Items listed in a dataset
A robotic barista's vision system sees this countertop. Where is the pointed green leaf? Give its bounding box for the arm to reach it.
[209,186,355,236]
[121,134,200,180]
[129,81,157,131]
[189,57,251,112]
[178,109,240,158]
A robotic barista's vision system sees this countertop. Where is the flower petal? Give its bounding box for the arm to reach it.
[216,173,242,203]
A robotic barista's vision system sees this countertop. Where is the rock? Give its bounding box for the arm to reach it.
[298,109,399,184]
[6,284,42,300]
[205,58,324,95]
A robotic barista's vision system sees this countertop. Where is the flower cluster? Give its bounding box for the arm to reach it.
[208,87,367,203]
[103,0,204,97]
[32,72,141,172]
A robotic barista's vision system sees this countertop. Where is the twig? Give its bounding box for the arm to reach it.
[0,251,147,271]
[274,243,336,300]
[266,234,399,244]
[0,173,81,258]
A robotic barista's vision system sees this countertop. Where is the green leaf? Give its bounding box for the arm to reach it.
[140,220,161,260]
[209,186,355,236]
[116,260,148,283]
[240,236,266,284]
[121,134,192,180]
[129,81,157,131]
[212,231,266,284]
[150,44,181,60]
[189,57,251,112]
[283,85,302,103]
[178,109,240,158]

### What the exercise asks
Copy the lines from the beginning of the records up to and including the line with "[205,58,324,95]", leaving the requests unchanged and increasing every bounding-box coordinate in the answers by 60.

### Output below
A robotic barista's vision system sees this countertop. Where is the pointed green leaf? Give its bounding box for the arm to reach it.
[269,246,415,296]
[181,194,260,240]
[189,141,217,191]
[249,117,311,172]
[238,169,300,218]
A robotic barista's vision system sees this countertop. Where is the flower petal? Give its bounding box for the arm to reach it.
[276,233,302,263]
A robotic barista's vision system sees this countertop. Where is the rock? Give its bounding box for the arm to reach it.
[358,169,459,244]
[66,344,102,360]
[265,118,384,155]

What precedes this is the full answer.